====== Data lines ======

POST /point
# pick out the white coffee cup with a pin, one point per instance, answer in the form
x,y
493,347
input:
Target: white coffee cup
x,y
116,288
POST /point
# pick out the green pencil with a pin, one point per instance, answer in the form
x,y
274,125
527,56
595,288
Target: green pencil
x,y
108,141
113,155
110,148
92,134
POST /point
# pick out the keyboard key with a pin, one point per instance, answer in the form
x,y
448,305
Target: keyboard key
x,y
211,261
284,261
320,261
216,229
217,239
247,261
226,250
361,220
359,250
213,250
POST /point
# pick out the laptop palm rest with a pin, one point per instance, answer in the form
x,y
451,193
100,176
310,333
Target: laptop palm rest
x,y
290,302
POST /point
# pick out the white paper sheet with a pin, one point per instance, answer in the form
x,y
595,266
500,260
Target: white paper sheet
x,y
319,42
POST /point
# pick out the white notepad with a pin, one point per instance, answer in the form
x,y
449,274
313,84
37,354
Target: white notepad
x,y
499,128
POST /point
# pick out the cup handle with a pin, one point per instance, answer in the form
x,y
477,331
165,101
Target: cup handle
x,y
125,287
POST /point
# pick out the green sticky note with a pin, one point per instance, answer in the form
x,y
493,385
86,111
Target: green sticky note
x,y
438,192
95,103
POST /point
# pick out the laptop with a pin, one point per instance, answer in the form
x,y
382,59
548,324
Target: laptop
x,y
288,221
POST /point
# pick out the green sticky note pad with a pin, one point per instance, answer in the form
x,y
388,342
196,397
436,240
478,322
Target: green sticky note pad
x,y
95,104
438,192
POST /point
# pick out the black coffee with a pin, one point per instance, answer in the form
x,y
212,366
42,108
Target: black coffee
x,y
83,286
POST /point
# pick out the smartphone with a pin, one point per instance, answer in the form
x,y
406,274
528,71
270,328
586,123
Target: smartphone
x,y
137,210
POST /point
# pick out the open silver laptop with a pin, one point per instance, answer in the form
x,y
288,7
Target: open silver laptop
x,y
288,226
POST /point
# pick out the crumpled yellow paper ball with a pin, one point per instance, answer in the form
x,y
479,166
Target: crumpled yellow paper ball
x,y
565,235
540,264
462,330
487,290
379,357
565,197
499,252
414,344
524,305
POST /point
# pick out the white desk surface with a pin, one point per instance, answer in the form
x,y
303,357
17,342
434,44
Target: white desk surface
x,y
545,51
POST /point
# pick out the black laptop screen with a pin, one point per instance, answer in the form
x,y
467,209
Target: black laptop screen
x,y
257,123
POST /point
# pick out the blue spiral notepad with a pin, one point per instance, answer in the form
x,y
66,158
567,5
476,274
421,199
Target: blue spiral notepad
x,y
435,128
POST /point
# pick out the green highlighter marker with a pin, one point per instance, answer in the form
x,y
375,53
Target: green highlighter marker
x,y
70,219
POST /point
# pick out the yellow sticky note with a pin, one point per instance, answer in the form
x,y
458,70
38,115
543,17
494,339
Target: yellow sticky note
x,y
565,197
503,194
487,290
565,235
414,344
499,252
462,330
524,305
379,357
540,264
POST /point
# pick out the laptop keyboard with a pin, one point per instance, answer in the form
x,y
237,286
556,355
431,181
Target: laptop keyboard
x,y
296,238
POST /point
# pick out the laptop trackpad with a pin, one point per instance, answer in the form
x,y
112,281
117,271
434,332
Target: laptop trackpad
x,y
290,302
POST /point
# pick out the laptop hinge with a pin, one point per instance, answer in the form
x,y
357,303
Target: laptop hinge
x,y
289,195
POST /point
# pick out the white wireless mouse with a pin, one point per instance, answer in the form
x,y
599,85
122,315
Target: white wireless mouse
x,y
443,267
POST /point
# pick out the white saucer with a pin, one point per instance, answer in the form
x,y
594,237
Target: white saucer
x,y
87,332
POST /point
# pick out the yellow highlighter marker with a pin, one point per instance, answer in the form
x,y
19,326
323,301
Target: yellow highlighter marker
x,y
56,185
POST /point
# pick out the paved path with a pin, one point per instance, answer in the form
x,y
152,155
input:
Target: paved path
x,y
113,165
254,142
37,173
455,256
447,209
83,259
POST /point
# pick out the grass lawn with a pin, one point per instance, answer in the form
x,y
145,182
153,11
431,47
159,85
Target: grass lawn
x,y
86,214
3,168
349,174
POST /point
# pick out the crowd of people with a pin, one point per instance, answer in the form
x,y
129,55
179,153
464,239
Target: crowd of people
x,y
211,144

======

> Exercise directions: Return every line of the data above that contains the string "green". Case counts.

> Response:
# pick out the green pencil with a pin, one point per instance, answer in the form
Target: green pencil
# pick out the green sticky note with a pin, one point per instance, answer in the form
Target: green sticky note
# pick out the green sticky note pad with a pin, one point per instance, answer in the form
Target: green sticky note pad
# pick out the green highlighter marker with a pin, one point per instance, answer in the form
Target: green highlighter marker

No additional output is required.